**What to do**
Would you copy the listing below exactly, keeping the pictures out?

**Source material**
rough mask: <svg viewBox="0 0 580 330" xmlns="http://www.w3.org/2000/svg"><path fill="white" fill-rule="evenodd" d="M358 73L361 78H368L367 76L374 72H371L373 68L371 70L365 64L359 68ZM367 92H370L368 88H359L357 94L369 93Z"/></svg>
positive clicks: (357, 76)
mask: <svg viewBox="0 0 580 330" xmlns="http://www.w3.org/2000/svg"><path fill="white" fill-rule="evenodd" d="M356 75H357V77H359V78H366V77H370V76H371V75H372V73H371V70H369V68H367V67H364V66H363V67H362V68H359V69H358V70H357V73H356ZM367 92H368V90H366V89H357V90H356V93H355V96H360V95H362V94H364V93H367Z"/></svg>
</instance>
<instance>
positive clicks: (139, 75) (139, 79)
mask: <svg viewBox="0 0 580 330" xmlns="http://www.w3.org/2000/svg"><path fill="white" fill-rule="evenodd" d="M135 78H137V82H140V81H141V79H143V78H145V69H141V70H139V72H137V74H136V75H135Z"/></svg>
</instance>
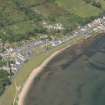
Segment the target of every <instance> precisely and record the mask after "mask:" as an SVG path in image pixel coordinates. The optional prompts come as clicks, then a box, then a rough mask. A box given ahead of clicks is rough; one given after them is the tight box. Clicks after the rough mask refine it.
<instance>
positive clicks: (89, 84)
mask: <svg viewBox="0 0 105 105" xmlns="http://www.w3.org/2000/svg"><path fill="white" fill-rule="evenodd" d="M24 105H105V35H101V36H97V37H96V38H90V39H88V40H84V41H83V42H82V43H78V44H76V45H73V46H72V47H70V48H68V49H66V50H65V51H63V52H62V53H61V54H59V55H57V56H56V57H54V58H53V59H52V60H51V61H50V62H49V63H48V64H47V65H46V66H45V68H44V69H43V72H42V73H41V74H40V75H39V76H38V77H36V78H35V79H34V81H33V84H32V86H31V88H30V89H29V91H28V93H27V95H26V97H25V102H24Z"/></svg>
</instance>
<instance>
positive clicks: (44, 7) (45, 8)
mask: <svg viewBox="0 0 105 105" xmlns="http://www.w3.org/2000/svg"><path fill="white" fill-rule="evenodd" d="M100 2H101V4H102V8H98V7H96V6H93V5H91V4H89V3H86V2H85V1H84V0H41V1H39V0H8V1H7V0H0V38H3V37H2V36H5V38H4V40H5V41H6V40H7V39H8V41H19V40H20V39H28V38H29V37H30V36H36V35H38V33H44V34H45V33H47V32H46V30H45V29H43V27H42V21H44V20H45V21H47V22H49V23H62V24H63V25H64V26H65V27H66V28H67V30H66V31H71V30H72V29H74V28H75V27H76V26H78V25H80V24H85V23H86V22H88V21H90V20H92V19H93V18H95V17H97V16H99V15H100V14H102V13H103V11H104V9H105V7H104V4H105V1H104V0H101V1H100ZM47 34H48V33H47ZM11 36H12V39H11Z"/></svg>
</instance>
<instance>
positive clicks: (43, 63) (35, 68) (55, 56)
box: [18, 36, 96, 105]
mask: <svg viewBox="0 0 105 105" xmlns="http://www.w3.org/2000/svg"><path fill="white" fill-rule="evenodd" d="M93 38H94V37H93ZM93 38H92V37H89V38H87V39H85V40H88V39H93ZM95 38H96V36H95ZM78 43H79V42H77V43H76V44H78ZM73 45H75V44H71V45H69V46H67V47H65V48H62V49H59V50H57V51H56V52H54V53H52V54H51V55H50V56H49V57H48V58H47V59H45V60H44V62H42V64H41V65H39V66H38V67H37V68H35V69H33V71H32V72H31V74H30V75H29V77H28V78H27V80H26V82H25V83H24V85H23V88H22V90H21V91H20V94H19V95H18V105H24V101H25V96H26V95H27V93H28V91H29V89H30V88H31V85H32V83H33V80H34V79H35V78H36V77H37V76H38V75H39V74H40V73H41V72H42V71H43V68H44V67H45V66H46V65H47V64H48V63H49V62H50V61H51V60H52V59H53V58H54V57H56V56H57V55H58V54H60V53H62V52H63V51H64V50H66V49H67V48H69V47H72V46H73Z"/></svg>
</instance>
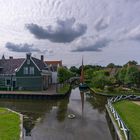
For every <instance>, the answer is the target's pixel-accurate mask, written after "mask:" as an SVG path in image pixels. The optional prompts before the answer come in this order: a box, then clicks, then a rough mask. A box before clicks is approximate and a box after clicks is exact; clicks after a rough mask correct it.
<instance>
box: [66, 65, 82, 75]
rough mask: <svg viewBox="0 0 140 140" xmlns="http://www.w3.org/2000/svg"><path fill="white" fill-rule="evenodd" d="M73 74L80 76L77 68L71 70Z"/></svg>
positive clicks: (78, 69) (70, 67)
mask: <svg viewBox="0 0 140 140" xmlns="http://www.w3.org/2000/svg"><path fill="white" fill-rule="evenodd" d="M69 70H70V71H71V72H73V73H75V74H76V75H77V74H78V75H79V73H80V72H79V69H78V68H77V67H75V66H71V67H70V69H69Z"/></svg>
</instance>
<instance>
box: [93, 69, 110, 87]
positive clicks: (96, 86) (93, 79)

**Reply**
rough mask: <svg viewBox="0 0 580 330" xmlns="http://www.w3.org/2000/svg"><path fill="white" fill-rule="evenodd" d="M358 73L361 78H368L367 76L374 72H371L373 68L371 70L365 64L359 68ZM367 92H370L368 88H359L357 94L369 93Z"/></svg>
positive clicks: (357, 76)
mask: <svg viewBox="0 0 580 330" xmlns="http://www.w3.org/2000/svg"><path fill="white" fill-rule="evenodd" d="M356 75H357V77H359V78H366V77H370V76H371V75H372V73H371V70H369V68H367V67H364V66H363V67H362V68H359V69H358V70H357V73H356ZM367 92H368V90H366V89H357V90H356V93H355V96H360V95H362V94H364V93H367Z"/></svg>
</instance>
<instance>
positive clicks: (139, 75) (139, 79)
mask: <svg viewBox="0 0 580 330" xmlns="http://www.w3.org/2000/svg"><path fill="white" fill-rule="evenodd" d="M135 78H137V82H140V81H141V79H143V78H145V69H141V70H139V72H137V74H136V75H135Z"/></svg>
</instance>
Segment the target of every <instance> precisely and record the mask after "mask:" as an SVG path in image pixel coordinates. The optional prompts come as clicks, then a box, then a rough mask. A box given ahead of clicks is rough; one given after them is the tight box. Clicks after the rough mask refine it.
<instance>
positive clicks: (89, 84)
mask: <svg viewBox="0 0 105 105" xmlns="http://www.w3.org/2000/svg"><path fill="white" fill-rule="evenodd" d="M24 105H105V35H101V36H97V37H96V38H90V39H88V40H84V41H83V42H82V43H78V44H76V45H73V46H72V47H70V48H68V49H66V50H65V51H63V52H62V53H61V54H59V55H57V56H56V57H54V58H53V59H52V60H51V61H50V62H49V63H48V64H47V65H46V66H45V68H44V69H43V72H42V73H41V74H40V75H39V76H38V77H36V78H35V79H34V81H33V84H32V86H31V88H30V89H29V91H28V93H27V95H26V97H25V102H24Z"/></svg>
</instance>
<instance>
positive clicks: (44, 7) (45, 8)
mask: <svg viewBox="0 0 105 105" xmlns="http://www.w3.org/2000/svg"><path fill="white" fill-rule="evenodd" d="M100 2H101V4H102V8H98V7H96V6H93V5H91V4H89V3H86V2H85V1H84V0H41V1H39V0H8V1H7V0H0V38H3V37H2V36H5V38H4V40H5V41H6V40H7V39H8V41H19V40H20V39H28V38H29V37H30V36H36V35H38V33H44V34H45V33H47V32H46V30H45V29H43V27H42V21H44V20H45V21H47V22H49V23H62V24H63V25H64V26H65V27H66V28H67V30H66V31H71V30H72V29H74V28H75V27H76V26H78V25H80V24H85V23H86V22H88V21H90V20H92V19H93V18H95V17H97V16H99V15H100V14H102V13H103V11H104V9H105V7H104V4H105V1H104V0H101V1H100ZM47 34H48V33H47ZM11 36H12V39H11Z"/></svg>
</instance>
<instance>
positive clicks: (43, 63) (35, 68) (55, 56)
box: [18, 36, 96, 105]
mask: <svg viewBox="0 0 105 105" xmlns="http://www.w3.org/2000/svg"><path fill="white" fill-rule="evenodd" d="M93 38H94V37H93ZM93 38H92V37H89V38H87V39H85V40H88V39H93ZM95 38H96V36H95ZM78 43H79V42H77V43H76V44H78ZM73 45H75V44H71V45H69V46H67V47H65V48H62V49H59V50H57V51H56V52H54V53H52V54H51V55H50V56H49V57H48V58H47V59H45V60H44V62H42V64H41V65H39V66H38V67H37V68H35V69H33V71H32V72H31V74H30V75H29V77H28V78H27V80H26V82H25V83H24V85H23V88H22V90H21V91H20V94H19V95H18V105H24V101H25V96H26V95H27V93H28V91H29V89H30V88H31V85H32V83H33V80H34V79H35V78H36V77H37V76H38V75H39V74H40V73H41V72H42V71H43V68H44V67H45V66H46V65H47V64H48V63H49V62H50V61H51V60H52V59H53V58H54V57H56V56H57V55H58V54H60V53H62V52H63V51H64V50H66V49H67V48H69V47H72V46H73Z"/></svg>
</instance>
For every <instance>, the answer is the target's pixel-accurate mask, written after "mask:" as an SVG path in image pixels. The optional prompts before the answer come in this order: a box, then clicks, then a rough mask. A box before clicks is approximate and a box after clicks is exact; clicks after a rough mask correct it.
<instance>
box: [66, 65, 82, 75]
rough mask: <svg viewBox="0 0 140 140" xmlns="http://www.w3.org/2000/svg"><path fill="white" fill-rule="evenodd" d="M73 74L80 76L77 68L71 70Z"/></svg>
positive clicks: (78, 69) (70, 67)
mask: <svg viewBox="0 0 140 140" xmlns="http://www.w3.org/2000/svg"><path fill="white" fill-rule="evenodd" d="M69 70H70V71H71V72H73V73H75V74H76V75H77V74H78V75H79V73H80V72H79V69H78V68H77V67H75V66H71V67H70V69H69Z"/></svg>
</instance>
<instance>
box: [93, 69, 110, 87]
positive clicks: (96, 86) (93, 79)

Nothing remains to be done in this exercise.